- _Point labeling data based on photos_
>> start

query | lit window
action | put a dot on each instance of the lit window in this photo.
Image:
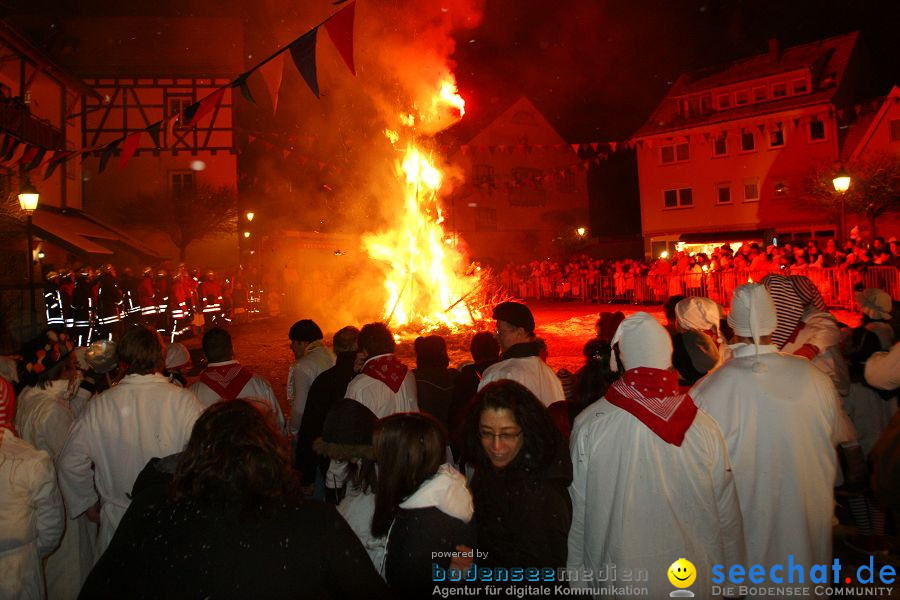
(776, 136)
(751, 191)
(720, 146)
(723, 193)
(816, 129)
(748, 141)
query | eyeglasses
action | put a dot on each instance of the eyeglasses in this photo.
(506, 437)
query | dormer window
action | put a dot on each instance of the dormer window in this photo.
(799, 86)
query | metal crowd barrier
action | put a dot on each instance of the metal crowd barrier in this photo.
(836, 285)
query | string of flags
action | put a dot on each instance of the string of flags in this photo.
(339, 26)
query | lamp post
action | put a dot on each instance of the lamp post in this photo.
(28, 201)
(841, 183)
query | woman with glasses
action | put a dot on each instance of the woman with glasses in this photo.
(522, 472)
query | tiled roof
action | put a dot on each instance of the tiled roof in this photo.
(825, 59)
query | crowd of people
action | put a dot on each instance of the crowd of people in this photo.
(720, 438)
(837, 271)
(96, 303)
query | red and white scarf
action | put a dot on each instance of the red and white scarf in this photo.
(655, 398)
(226, 380)
(388, 370)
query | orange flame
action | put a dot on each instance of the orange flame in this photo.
(426, 282)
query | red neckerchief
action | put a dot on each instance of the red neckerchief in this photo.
(654, 397)
(7, 405)
(226, 380)
(388, 370)
(793, 337)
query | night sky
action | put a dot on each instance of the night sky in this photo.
(596, 68)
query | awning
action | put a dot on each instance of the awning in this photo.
(78, 231)
(722, 236)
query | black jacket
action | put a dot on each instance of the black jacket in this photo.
(191, 549)
(328, 387)
(523, 515)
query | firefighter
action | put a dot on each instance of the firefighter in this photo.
(53, 301)
(83, 308)
(108, 302)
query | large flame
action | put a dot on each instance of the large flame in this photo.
(427, 281)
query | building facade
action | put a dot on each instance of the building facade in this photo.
(724, 156)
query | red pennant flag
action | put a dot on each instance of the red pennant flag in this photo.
(340, 30)
(206, 106)
(303, 51)
(271, 74)
(129, 148)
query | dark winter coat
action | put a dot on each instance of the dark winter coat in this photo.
(522, 514)
(326, 389)
(190, 549)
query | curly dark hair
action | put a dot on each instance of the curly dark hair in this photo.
(409, 448)
(235, 453)
(541, 440)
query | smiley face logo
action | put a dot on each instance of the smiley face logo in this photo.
(682, 573)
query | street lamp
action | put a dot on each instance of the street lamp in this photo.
(28, 201)
(841, 183)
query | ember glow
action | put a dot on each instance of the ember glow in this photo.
(427, 280)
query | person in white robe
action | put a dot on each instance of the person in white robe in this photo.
(142, 417)
(31, 510)
(652, 481)
(384, 385)
(226, 379)
(43, 419)
(521, 360)
(779, 415)
(312, 357)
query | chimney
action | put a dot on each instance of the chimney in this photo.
(774, 50)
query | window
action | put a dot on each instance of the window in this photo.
(816, 129)
(674, 153)
(723, 193)
(751, 191)
(181, 182)
(895, 130)
(720, 146)
(485, 219)
(776, 136)
(683, 197)
(483, 174)
(177, 104)
(748, 141)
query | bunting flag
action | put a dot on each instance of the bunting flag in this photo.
(340, 29)
(107, 152)
(271, 73)
(204, 107)
(129, 148)
(153, 131)
(303, 51)
(241, 82)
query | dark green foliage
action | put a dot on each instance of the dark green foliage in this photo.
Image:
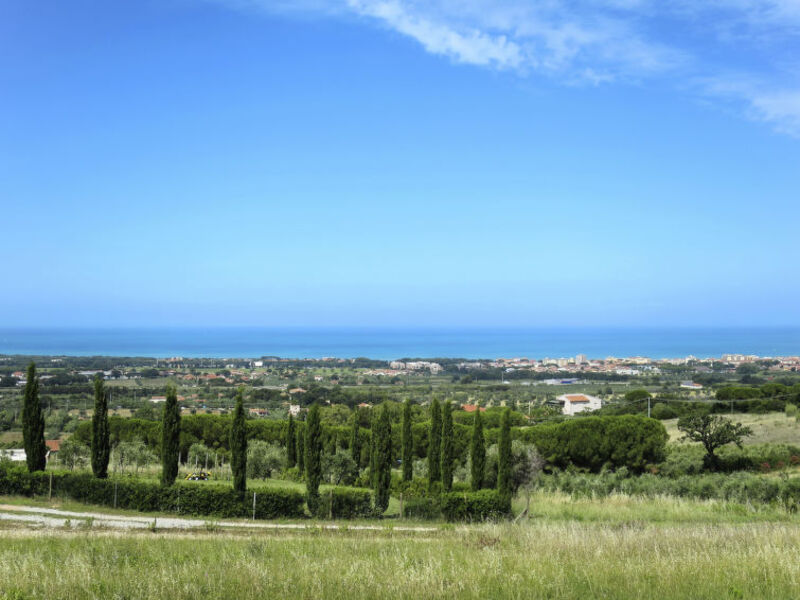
(238, 445)
(170, 437)
(187, 498)
(713, 432)
(355, 439)
(448, 447)
(101, 442)
(690, 459)
(474, 506)
(635, 442)
(382, 479)
(313, 458)
(348, 503)
(33, 423)
(291, 448)
(407, 443)
(422, 508)
(435, 444)
(300, 449)
(591, 443)
(738, 487)
(504, 458)
(637, 396)
(477, 452)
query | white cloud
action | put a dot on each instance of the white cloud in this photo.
(597, 42)
(779, 107)
(469, 45)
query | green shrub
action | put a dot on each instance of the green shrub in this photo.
(422, 508)
(474, 506)
(592, 443)
(348, 503)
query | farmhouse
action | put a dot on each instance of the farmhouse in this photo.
(575, 403)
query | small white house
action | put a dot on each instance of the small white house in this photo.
(575, 403)
(15, 454)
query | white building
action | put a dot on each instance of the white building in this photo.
(575, 403)
(14, 454)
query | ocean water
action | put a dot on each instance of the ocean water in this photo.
(386, 343)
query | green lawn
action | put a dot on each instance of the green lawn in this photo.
(538, 559)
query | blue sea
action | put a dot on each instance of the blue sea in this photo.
(388, 343)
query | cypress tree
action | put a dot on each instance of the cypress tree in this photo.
(504, 457)
(477, 452)
(448, 450)
(101, 444)
(373, 453)
(300, 447)
(383, 461)
(313, 448)
(434, 444)
(291, 449)
(33, 423)
(355, 439)
(408, 443)
(170, 437)
(238, 444)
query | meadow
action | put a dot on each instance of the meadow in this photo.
(619, 547)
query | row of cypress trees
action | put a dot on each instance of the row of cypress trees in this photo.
(441, 449)
(33, 427)
(306, 453)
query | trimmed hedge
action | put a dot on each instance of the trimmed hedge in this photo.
(422, 508)
(348, 503)
(474, 506)
(183, 498)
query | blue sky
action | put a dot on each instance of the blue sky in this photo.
(254, 162)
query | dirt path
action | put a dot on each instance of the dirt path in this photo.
(52, 517)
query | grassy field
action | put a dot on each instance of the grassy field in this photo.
(540, 559)
(773, 428)
(617, 547)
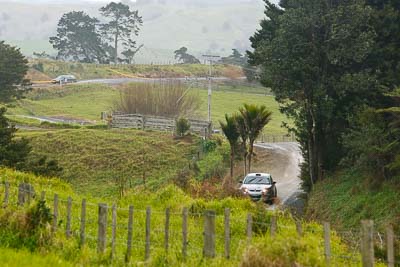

>> end

- _What is needed_
Pick out every line in the data that contains the word "large" and copy each one. Case counts.

- _Exercise response_
query | large flame
action | put a dot on each instance of the large flame in this photo.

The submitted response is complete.